**Data extract:**
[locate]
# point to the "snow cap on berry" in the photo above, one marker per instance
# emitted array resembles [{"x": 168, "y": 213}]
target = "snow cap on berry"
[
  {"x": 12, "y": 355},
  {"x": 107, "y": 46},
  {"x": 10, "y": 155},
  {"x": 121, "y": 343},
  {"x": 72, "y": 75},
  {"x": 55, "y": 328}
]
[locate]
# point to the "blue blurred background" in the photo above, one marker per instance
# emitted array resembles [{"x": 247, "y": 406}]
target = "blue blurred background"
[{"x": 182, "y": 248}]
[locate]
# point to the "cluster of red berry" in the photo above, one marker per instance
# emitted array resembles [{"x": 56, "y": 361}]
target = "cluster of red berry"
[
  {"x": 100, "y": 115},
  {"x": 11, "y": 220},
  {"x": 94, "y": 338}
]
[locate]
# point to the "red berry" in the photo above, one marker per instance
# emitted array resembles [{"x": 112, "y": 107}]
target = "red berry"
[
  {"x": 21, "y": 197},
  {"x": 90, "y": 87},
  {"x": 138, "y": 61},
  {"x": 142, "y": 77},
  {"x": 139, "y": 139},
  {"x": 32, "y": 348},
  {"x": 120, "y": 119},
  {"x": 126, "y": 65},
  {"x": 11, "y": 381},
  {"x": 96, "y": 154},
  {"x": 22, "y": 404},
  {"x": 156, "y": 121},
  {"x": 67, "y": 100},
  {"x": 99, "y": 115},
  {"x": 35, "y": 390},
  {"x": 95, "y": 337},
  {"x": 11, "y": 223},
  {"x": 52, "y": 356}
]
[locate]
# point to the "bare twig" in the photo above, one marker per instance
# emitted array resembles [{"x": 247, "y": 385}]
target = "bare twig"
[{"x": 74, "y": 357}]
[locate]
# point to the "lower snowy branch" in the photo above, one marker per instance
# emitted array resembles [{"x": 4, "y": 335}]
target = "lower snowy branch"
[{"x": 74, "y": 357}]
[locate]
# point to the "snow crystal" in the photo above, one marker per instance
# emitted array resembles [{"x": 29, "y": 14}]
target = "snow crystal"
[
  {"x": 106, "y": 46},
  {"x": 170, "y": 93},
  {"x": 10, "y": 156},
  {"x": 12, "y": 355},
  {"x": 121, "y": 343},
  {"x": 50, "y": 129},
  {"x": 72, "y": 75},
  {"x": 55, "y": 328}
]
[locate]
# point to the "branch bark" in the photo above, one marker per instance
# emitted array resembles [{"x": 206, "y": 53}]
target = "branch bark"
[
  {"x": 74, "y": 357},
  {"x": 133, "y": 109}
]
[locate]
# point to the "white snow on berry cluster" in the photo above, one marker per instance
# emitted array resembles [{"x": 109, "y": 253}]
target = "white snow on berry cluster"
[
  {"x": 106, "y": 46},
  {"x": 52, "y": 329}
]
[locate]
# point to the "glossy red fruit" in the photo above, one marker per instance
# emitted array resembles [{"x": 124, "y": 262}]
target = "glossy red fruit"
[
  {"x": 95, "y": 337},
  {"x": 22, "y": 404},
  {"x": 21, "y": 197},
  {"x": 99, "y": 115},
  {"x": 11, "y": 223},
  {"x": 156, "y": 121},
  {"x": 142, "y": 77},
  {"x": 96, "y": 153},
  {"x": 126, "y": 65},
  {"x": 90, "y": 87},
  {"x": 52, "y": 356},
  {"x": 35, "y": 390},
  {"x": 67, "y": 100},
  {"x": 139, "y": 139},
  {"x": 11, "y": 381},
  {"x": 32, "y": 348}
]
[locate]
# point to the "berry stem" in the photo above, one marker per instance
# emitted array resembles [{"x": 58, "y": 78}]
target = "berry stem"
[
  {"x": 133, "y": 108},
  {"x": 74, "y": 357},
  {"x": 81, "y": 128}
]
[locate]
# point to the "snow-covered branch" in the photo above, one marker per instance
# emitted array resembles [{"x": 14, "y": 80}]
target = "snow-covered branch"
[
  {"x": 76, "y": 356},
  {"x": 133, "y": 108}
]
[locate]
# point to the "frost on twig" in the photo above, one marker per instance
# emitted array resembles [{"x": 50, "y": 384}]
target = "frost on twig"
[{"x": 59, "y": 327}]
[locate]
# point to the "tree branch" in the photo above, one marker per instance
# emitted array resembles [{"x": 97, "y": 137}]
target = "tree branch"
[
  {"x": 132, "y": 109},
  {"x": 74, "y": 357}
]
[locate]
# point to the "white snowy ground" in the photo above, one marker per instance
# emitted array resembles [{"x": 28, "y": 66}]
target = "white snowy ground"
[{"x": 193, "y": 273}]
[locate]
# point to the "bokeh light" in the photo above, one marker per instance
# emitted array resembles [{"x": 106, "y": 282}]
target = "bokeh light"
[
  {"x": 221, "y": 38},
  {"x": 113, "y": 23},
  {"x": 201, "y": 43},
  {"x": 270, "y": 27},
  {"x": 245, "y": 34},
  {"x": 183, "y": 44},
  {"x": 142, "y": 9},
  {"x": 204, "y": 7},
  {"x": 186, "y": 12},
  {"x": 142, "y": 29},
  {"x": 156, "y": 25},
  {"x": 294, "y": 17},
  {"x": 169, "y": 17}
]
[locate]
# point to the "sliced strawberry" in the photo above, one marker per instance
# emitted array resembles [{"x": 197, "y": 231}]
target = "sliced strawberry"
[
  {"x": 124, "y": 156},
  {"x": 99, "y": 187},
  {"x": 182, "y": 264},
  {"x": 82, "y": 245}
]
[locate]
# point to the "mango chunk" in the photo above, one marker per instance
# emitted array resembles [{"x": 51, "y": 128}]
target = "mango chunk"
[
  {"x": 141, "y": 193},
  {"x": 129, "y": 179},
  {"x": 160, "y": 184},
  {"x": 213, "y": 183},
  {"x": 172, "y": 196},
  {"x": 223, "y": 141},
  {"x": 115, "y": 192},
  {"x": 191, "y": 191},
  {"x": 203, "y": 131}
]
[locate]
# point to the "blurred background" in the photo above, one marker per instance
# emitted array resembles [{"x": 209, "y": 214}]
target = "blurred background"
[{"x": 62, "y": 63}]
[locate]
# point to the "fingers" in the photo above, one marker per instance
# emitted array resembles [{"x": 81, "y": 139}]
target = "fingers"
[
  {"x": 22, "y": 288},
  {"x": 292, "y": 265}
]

**What the exercise asks:** Repeat the material in full. Change nothing.

**Exercise solution:**
[locate]
# point to the "snow cap on berry" in the photo above, one marker per instance
# emitted array resembles [{"x": 168, "y": 213}]
target = "snow cap on berry"
[
  {"x": 12, "y": 355},
  {"x": 107, "y": 46},
  {"x": 10, "y": 155},
  {"x": 121, "y": 343},
  {"x": 72, "y": 75},
  {"x": 55, "y": 328}
]
[locate]
# point to the "blue blurred background" in the photo above, one marker per instance
# emitted array resembles [{"x": 247, "y": 406}]
target = "blue blurred background"
[{"x": 182, "y": 248}]
[locate]
# point to the "cluster of red berry" in the photo above, one marker per instance
# emitted array resembles [{"x": 56, "y": 361}]
target = "cluster of red berry"
[
  {"x": 100, "y": 115},
  {"x": 11, "y": 220},
  {"x": 94, "y": 338}
]
[locate]
# point to the "red berry" in the photo above, one marker per instance
# emitted array resembles [{"x": 112, "y": 107}]
target = "red berry"
[
  {"x": 21, "y": 197},
  {"x": 90, "y": 87},
  {"x": 138, "y": 61},
  {"x": 142, "y": 77},
  {"x": 139, "y": 139},
  {"x": 32, "y": 348},
  {"x": 120, "y": 119},
  {"x": 126, "y": 65},
  {"x": 11, "y": 381},
  {"x": 96, "y": 154},
  {"x": 22, "y": 404},
  {"x": 156, "y": 121},
  {"x": 67, "y": 100},
  {"x": 99, "y": 115},
  {"x": 35, "y": 390},
  {"x": 95, "y": 337},
  {"x": 11, "y": 223},
  {"x": 52, "y": 356}
]
[locate]
# point to the "bare twig" in the photo above, one marker per instance
# emitted array resembles [{"x": 247, "y": 385}]
target = "bare twig"
[{"x": 74, "y": 357}]
[locate]
# point to the "lower snowy branch" in the photo above, one marker per instance
# emitted array resembles [{"x": 4, "y": 335}]
target = "lower snowy branch"
[{"x": 74, "y": 357}]
[locate]
# point to the "snow crystal" in the photo above, one marker per instance
# emitted array resembles [{"x": 29, "y": 14}]
target = "snow crystal"
[
  {"x": 106, "y": 46},
  {"x": 170, "y": 93},
  {"x": 10, "y": 156},
  {"x": 12, "y": 355},
  {"x": 121, "y": 343},
  {"x": 50, "y": 129},
  {"x": 72, "y": 75},
  {"x": 55, "y": 328}
]
[locate]
# point to the "branch bark" in the photo above, one marker per instance
# emitted array resembles [{"x": 206, "y": 53}]
target = "branch bark"
[
  {"x": 74, "y": 357},
  {"x": 133, "y": 109}
]
[locate]
# point to the "white snow on berry cluster" in the photo above, one marker per instance
# emitted array resembles [{"x": 109, "y": 253}]
target = "white snow on berry cluster"
[
  {"x": 106, "y": 46},
  {"x": 52, "y": 329}
]
[locate]
# point to the "glossy red fruit" in the photo above, one marker per instance
# emitted array resembles [{"x": 124, "y": 262}]
target = "glossy red fruit"
[
  {"x": 95, "y": 337},
  {"x": 22, "y": 404},
  {"x": 21, "y": 197},
  {"x": 99, "y": 115},
  {"x": 11, "y": 223},
  {"x": 156, "y": 121},
  {"x": 142, "y": 77},
  {"x": 96, "y": 153},
  {"x": 126, "y": 65},
  {"x": 90, "y": 87},
  {"x": 52, "y": 356},
  {"x": 35, "y": 390},
  {"x": 67, "y": 100},
  {"x": 139, "y": 139},
  {"x": 11, "y": 381},
  {"x": 32, "y": 348}
]
[locate]
# point to the "berry stem" in the photo above, one marker per instance
# emitted array resembles [{"x": 58, "y": 78}]
target = "berry stem"
[
  {"x": 133, "y": 108},
  {"x": 74, "y": 357},
  {"x": 81, "y": 128}
]
[locate]
# point to the "snow-covered branch" in the photo above, one marker per instance
# emitted array resembles [{"x": 14, "y": 80}]
target = "snow-covered branch"
[
  {"x": 76, "y": 356},
  {"x": 133, "y": 108}
]
[locate]
# point to the "frost on twig" in the photo above, one marker per instance
# emitted array resembles [{"x": 50, "y": 384}]
target = "frost on twig"
[{"x": 59, "y": 327}]
[locate]
# point to the "tree branch" in the photo above, one marker per instance
# emitted array resembles [{"x": 97, "y": 137}]
target = "tree branch"
[
  {"x": 132, "y": 109},
  {"x": 74, "y": 357}
]
[locate]
# point to the "white snowy ground" in the photo above, one marker per instance
# emitted array resembles [{"x": 28, "y": 66}]
target = "white snowy ground"
[{"x": 193, "y": 273}]
[locate]
# point to the "bokeh light" in the photo above, one marker per instance
# emitted array resembles [{"x": 106, "y": 282}]
target = "bokeh light"
[
  {"x": 221, "y": 38},
  {"x": 113, "y": 23},
  {"x": 201, "y": 43},
  {"x": 270, "y": 27},
  {"x": 245, "y": 34},
  {"x": 183, "y": 44},
  {"x": 142, "y": 9},
  {"x": 204, "y": 7},
  {"x": 186, "y": 12},
  {"x": 142, "y": 29},
  {"x": 156, "y": 25},
  {"x": 294, "y": 17},
  {"x": 169, "y": 17}
]
[locate]
# point to the "sliced strawberry" in the photo above, one marker per instance
# emitted array resembles [{"x": 197, "y": 231}]
target = "sliced strawberry"
[
  {"x": 124, "y": 156},
  {"x": 99, "y": 187},
  {"x": 182, "y": 264},
  {"x": 82, "y": 245}
]
[locate]
# point to the "mango chunk" in the photo above, one marker per instance
# emitted array resembles [{"x": 51, "y": 128}]
target = "mango chunk"
[
  {"x": 141, "y": 193},
  {"x": 129, "y": 179},
  {"x": 160, "y": 184},
  {"x": 213, "y": 183},
  {"x": 172, "y": 196},
  {"x": 223, "y": 141},
  {"x": 115, "y": 192},
  {"x": 191, "y": 191},
  {"x": 203, "y": 131}
]
[locate]
# point to the "blurred background" in the photo above, one marker per instance
# emitted array resembles [{"x": 209, "y": 214}]
target = "blurred background"
[{"x": 62, "y": 63}]
[locate]
# point to the "fingers" in the photo above, one marker per instance
# emitted array resembles [{"x": 81, "y": 139}]
target = "fingers"
[
  {"x": 22, "y": 288},
  {"x": 292, "y": 265}
]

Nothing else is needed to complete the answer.